### What is expected
Gather every line of the rows below that contains the string "market", treating uppercase and lowercase as different.

### Material for this exercise
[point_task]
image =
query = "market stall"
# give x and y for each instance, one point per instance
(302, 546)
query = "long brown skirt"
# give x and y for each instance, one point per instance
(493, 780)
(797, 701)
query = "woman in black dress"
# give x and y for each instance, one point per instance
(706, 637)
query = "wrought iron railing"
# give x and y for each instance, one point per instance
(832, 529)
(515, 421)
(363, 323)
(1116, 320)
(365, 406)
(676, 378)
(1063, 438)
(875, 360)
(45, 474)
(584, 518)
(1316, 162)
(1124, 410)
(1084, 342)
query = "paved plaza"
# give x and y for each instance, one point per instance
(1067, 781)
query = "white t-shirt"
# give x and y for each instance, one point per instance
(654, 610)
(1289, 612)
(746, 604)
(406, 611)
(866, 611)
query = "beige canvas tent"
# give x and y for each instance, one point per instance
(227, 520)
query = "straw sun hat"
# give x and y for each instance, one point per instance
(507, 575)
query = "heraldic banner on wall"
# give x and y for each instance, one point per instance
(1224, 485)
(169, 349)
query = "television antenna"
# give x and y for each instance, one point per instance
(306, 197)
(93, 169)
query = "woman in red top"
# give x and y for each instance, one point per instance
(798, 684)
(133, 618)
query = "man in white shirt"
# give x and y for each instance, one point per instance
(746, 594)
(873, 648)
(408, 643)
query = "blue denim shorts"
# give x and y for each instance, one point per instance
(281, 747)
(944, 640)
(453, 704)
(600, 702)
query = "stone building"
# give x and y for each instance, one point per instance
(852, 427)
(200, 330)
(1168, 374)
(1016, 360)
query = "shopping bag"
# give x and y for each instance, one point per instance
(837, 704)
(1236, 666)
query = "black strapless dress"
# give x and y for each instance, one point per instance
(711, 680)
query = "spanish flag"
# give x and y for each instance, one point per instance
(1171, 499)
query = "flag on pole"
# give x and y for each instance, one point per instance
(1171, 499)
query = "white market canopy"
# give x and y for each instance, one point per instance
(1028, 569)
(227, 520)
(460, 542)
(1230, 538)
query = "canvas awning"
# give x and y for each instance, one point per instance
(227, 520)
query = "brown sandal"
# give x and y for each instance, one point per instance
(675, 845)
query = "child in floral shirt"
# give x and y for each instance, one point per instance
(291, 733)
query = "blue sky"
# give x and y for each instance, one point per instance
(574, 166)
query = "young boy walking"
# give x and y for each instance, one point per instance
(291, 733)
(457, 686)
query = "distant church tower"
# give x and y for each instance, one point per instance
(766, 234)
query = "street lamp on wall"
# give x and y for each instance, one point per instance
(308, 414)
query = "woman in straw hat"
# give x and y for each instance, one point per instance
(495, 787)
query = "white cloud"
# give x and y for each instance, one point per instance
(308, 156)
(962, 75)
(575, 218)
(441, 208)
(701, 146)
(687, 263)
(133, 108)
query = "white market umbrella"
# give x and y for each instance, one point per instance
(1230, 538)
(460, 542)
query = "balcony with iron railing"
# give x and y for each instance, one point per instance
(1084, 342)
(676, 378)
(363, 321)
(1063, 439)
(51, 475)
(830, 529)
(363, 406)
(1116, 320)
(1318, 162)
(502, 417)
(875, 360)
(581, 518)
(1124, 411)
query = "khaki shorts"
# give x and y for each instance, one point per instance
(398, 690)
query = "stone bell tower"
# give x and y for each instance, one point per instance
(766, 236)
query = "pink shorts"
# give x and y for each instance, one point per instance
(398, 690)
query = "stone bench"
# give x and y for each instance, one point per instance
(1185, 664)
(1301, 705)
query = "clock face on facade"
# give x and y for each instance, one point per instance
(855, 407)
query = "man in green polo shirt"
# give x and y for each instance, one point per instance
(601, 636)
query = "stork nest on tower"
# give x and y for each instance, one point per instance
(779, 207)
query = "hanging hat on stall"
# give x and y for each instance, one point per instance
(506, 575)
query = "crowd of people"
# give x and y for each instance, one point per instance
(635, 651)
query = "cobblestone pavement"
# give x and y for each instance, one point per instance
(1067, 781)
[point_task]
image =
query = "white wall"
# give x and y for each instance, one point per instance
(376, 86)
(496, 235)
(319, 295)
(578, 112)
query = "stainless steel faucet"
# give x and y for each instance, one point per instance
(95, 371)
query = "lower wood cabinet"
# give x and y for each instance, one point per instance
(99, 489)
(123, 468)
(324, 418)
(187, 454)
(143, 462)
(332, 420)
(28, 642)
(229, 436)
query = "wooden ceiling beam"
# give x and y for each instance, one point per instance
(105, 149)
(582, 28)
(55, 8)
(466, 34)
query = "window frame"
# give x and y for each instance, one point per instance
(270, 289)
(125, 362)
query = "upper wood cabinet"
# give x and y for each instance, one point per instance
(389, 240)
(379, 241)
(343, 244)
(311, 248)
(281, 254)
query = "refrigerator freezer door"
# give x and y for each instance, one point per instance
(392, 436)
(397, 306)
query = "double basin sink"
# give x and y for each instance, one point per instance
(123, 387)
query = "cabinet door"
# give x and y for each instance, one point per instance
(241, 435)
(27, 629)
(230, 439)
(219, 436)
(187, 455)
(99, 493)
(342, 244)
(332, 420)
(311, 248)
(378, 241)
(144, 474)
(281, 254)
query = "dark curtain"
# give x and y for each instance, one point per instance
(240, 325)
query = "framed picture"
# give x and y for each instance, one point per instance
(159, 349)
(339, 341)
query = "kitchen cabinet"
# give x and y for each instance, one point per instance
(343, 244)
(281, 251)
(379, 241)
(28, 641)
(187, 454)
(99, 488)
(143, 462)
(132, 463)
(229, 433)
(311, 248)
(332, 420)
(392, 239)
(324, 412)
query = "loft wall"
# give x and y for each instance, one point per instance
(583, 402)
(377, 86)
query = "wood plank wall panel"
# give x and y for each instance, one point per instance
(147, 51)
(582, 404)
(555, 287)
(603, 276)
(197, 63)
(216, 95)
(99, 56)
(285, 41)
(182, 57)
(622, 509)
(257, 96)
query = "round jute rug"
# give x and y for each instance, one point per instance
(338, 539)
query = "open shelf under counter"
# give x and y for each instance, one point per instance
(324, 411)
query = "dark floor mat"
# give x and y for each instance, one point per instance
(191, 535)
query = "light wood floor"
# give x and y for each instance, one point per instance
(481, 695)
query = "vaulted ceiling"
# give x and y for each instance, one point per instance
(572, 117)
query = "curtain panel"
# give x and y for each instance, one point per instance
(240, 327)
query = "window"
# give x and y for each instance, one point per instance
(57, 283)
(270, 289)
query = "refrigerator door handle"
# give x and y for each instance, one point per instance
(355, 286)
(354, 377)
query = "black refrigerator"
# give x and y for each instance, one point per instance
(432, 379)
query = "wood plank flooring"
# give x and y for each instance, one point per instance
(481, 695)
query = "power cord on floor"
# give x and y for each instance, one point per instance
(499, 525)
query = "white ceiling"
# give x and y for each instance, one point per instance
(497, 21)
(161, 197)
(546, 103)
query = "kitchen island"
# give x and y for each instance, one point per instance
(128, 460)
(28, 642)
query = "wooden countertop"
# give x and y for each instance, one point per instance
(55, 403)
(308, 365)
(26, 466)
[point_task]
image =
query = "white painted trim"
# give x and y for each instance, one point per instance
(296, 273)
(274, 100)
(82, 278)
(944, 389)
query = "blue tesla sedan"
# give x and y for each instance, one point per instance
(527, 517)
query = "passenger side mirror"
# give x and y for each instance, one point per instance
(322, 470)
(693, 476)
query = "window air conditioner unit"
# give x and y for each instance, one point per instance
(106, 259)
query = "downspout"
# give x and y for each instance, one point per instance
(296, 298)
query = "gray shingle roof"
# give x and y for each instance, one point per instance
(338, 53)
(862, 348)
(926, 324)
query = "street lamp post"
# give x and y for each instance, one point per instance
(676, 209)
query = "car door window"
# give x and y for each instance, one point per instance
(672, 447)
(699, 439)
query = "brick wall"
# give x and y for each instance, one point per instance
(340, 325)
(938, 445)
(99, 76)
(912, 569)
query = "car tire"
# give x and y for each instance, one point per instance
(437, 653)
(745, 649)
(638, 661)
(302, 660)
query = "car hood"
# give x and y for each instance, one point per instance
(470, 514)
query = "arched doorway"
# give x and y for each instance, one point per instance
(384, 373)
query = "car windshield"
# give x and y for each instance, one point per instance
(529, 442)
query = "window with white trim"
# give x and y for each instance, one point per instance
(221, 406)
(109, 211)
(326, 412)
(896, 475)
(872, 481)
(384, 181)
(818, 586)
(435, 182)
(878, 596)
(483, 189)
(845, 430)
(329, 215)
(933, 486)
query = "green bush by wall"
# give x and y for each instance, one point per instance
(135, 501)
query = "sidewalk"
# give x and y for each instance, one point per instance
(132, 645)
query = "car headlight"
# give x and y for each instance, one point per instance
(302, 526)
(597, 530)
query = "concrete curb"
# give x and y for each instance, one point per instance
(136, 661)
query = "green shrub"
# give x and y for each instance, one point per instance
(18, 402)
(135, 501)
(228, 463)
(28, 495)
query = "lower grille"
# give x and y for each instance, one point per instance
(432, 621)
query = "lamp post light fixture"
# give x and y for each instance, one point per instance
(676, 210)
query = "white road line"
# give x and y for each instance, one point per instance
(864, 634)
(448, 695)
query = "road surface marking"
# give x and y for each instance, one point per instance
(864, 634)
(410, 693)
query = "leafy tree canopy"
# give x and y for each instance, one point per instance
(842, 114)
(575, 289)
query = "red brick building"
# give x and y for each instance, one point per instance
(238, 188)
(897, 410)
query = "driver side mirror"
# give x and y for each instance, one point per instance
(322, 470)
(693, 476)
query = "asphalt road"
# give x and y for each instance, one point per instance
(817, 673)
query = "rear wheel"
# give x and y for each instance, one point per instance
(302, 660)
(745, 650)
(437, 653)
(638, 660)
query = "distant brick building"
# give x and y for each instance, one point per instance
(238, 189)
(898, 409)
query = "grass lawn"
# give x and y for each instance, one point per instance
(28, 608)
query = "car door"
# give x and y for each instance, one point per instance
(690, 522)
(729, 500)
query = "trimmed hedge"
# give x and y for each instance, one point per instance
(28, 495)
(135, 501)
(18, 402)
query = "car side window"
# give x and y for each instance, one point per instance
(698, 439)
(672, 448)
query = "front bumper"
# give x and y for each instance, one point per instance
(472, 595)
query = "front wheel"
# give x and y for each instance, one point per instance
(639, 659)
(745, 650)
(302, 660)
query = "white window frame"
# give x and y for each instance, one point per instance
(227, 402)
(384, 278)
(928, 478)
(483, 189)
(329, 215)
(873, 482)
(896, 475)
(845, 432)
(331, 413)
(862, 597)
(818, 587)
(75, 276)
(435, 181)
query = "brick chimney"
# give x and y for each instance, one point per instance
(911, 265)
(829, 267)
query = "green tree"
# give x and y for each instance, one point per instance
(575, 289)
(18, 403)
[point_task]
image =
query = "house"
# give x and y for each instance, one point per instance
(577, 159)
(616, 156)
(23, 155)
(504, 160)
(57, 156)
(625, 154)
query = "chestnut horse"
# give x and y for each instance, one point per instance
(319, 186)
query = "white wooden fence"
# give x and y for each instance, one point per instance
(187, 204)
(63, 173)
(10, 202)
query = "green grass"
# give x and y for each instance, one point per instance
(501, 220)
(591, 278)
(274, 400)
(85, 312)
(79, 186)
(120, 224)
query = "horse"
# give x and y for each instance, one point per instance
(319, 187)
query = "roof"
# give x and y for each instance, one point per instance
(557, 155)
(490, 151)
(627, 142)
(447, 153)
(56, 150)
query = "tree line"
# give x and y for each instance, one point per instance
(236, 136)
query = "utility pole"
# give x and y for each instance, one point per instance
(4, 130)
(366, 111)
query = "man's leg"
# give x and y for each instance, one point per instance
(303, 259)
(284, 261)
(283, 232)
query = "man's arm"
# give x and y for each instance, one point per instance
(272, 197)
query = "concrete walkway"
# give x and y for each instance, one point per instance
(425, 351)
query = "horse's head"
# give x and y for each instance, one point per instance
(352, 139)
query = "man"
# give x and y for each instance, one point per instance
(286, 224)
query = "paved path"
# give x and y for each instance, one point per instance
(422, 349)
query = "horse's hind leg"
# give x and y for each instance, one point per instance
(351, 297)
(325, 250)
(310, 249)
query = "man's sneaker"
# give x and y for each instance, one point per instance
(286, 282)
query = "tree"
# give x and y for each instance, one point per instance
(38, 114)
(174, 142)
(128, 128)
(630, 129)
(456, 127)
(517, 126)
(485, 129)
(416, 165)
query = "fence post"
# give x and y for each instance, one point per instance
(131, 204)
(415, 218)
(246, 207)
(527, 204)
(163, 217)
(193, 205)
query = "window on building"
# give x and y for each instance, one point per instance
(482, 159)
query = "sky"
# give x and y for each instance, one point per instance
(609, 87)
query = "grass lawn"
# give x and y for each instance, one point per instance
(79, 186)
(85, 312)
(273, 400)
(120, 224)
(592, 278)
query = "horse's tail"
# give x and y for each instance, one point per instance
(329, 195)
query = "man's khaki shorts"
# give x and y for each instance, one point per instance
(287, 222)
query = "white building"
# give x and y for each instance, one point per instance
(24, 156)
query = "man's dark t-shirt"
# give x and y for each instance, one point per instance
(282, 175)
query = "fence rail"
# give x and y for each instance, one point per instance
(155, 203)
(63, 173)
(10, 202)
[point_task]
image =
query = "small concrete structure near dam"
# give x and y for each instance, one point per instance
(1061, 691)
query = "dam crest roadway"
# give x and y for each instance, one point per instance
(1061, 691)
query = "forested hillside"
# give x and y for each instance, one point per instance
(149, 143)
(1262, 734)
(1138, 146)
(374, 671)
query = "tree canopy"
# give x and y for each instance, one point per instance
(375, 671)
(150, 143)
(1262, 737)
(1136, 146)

### Response for this exercise
query = "market stall"
query = "white market canopy"
query = "white market umbrella"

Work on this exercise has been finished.